AUSGANGSTEXT —
▶
Jawar Mohammed, Abiy-Kritiker und Stichwortgeber der radikalen Oromo-Jugend
Foto: Stringer/ AFP
Von Addis Abeba aus hatten sich die Proteste im Lauf der Woche in der Region Oromia ausgebreitet, in deren Mitte die Hauptstadt liegt. Unter anderem in der Stadt Adama südöstlich von Addis formierten sich Proteste radikaler Oromo. Einwohner der Stadt berichteten der Nachrichtenagentur Reuters, sie hätten Schüsse in der Nähe eines Protests zur Unterstützung Jawars gehört.
Am Freitag hatten die Regionalbehörden die Zahl der Todesopfer stark nach oben korrigiert. War zunächst von 16 Opfern bei Protesten die Rede, erklärte der Leiter der Polizeikräfte der Region, Keyalew Tefera: "Die Zahl der Toten in Oromia ist 67." Ein Dutzend sei von Sicherheitskräften getötet worden, 55 bei Auseinandersetzungen zwischen Demonstranten, zitiert ihn die Nachrichtenagentur AFP.
◀
DATENZEILEN —
▶
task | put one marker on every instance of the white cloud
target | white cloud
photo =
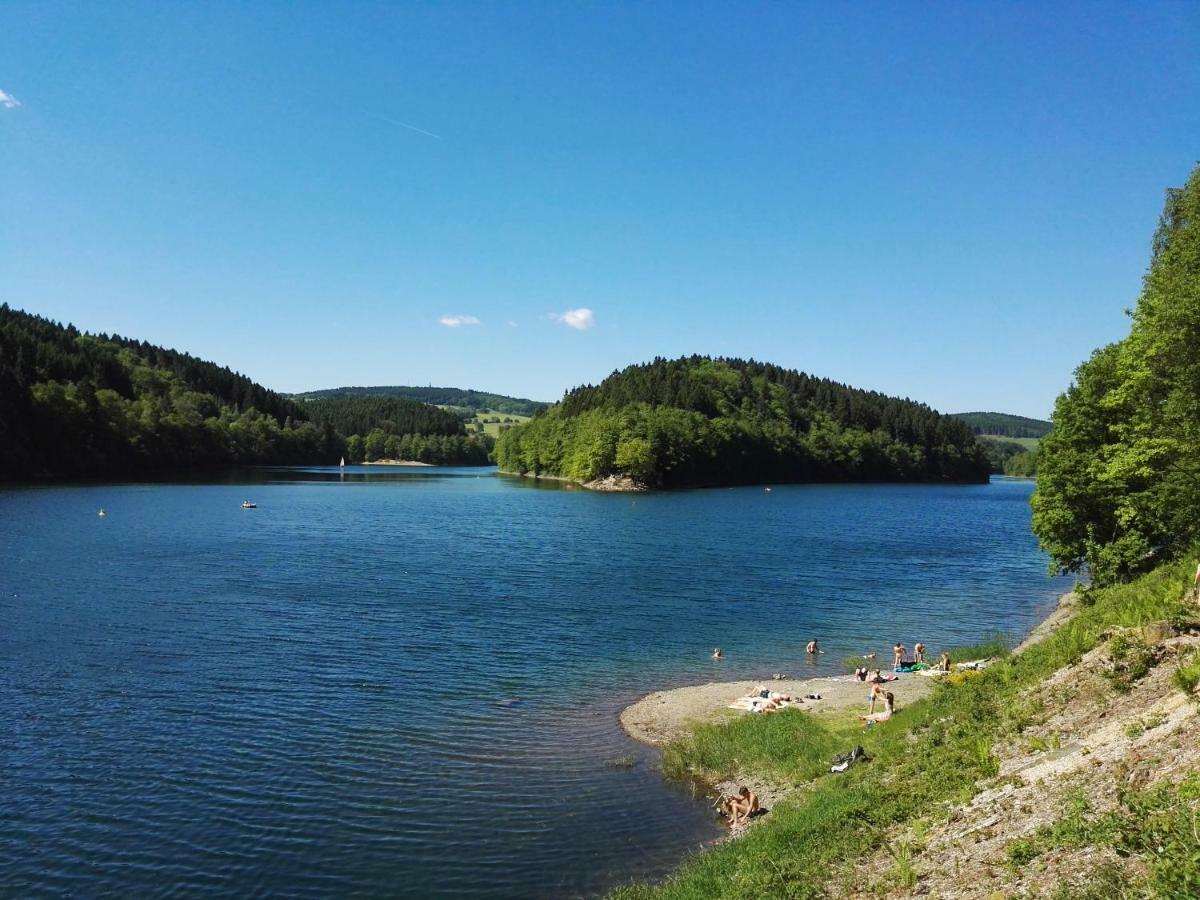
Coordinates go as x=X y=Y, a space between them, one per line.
x=459 y=321
x=580 y=319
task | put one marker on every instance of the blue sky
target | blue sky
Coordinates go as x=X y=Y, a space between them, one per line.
x=951 y=202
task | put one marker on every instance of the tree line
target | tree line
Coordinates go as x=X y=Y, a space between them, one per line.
x=1119 y=478
x=73 y=403
x=1005 y=425
x=463 y=399
x=699 y=420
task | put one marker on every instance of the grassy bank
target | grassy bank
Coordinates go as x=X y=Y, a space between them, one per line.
x=933 y=757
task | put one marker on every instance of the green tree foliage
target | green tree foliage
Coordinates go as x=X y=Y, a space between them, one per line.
x=466 y=400
x=94 y=405
x=1021 y=465
x=999 y=451
x=705 y=421
x=393 y=415
x=1119 y=478
x=1005 y=425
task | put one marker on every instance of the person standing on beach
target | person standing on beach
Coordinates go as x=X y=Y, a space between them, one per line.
x=877 y=694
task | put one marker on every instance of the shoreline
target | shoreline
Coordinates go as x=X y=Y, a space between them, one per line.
x=397 y=462
x=661 y=717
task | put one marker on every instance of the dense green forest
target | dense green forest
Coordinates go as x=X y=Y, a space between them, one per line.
x=1019 y=454
x=393 y=415
x=382 y=427
x=73 y=403
x=438 y=396
x=1005 y=425
x=1119 y=478
x=707 y=421
x=1011 y=457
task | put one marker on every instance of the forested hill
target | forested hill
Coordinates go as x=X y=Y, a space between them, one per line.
x=1005 y=425
x=1119 y=478
x=708 y=421
x=438 y=396
x=73 y=403
x=393 y=415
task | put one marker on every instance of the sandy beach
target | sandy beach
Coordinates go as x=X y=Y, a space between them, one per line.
x=664 y=715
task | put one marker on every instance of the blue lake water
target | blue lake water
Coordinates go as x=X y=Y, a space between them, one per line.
x=406 y=682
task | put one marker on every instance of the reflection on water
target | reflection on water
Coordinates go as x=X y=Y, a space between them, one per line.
x=405 y=681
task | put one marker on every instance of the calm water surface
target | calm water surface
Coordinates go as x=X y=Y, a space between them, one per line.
x=406 y=683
◀
ZU ERLEDIGENDE AUFGABEN —
A. Stimmen diese Aussagen mit dem Ausgangstext über die Proteste in Oromia überein? (i) Die Proteste breiteten sich von Addis Abeba aus in der Region Oromia aus. (ii) Adama liegt nordwestlich von Addis Abeba. (iii) Laut Keyalew Tefera wurden alle 67 Toten von Sicherheitskräften getötet. Antworte jeweils mit Ja oder Nein und zitiere die entscheidenden Worte des Textes wörtlich.
B. Schreibe den Ausgangstext über die Proteste in Oromia im Anschluss an seinen letzten Satz weiter.

ANTWORTEN JE AUFGABE —
A.
(i) Ja: „Von Addis Abeba aus hatten sich die Proteste im Lauf der Woche in der Region Oromia ausgebreitet“
(ii) Nein: „in der Stadt Adama südöstlich von Addis“
(iii) Nein: „Ein Dutzend sei von Sicherheitskräften getötet worden, 55 bei Auseinandersetzungen zwischen Demonstranten“

B.
Für Regierungschef Abiy ist der Oromo-Protest ein Dilemma: Die ethnische Gruppe stellt unter den hundert Millionen Äthiopiern die relative Mehrheit, war aber in den vergangenen Jahrzehnten kaum an der Macht beteiligt. Anhaltende Proteste der Oromo - die auch stark vom Aktivisten Jawar Mohammed angeheizt wurden - verhalfen Abiy im Frühjahr 2018 an die Macht.
Abiy sorgte schnell für mehr Freiheit, amnestierte Journalisten und Aktivisten aller politischen Lager. Anderseits beschwor er die Einheit des Landes und erteilte den Separatisten unter den Oromo und unter anderen Volksgruppen eine Absage. Seither wird der im Ausland gefeierte Premier von Radikalen in seiner Heimat angefeindet. In mehreren Regionen des ostafrikanischen Landes lieferten sich Soldaten mit radikalen Separatisten blutige Gefechte, Millionen wurden in ganz Äthiopien Opfer ethnischer Gewalt und von Vertreibungen.
Für seinen Friedensschluss mit Eritrea und sein Engagement für Frieden in Ostafrika wurde Abiy vor zwei Wochen vom Nobelpreiskomitee in Oslo mit dem Friedensnobelpreis geehrt.
Möglich, dass sein Gegner Jawar auch deshalb gerade jetzt die Konfrontation sucht. Am Freitag kündigte Jawar zudem an, bei den bislang für 2020 geplanten Wahlen gegen Abiy antreten zu wollen.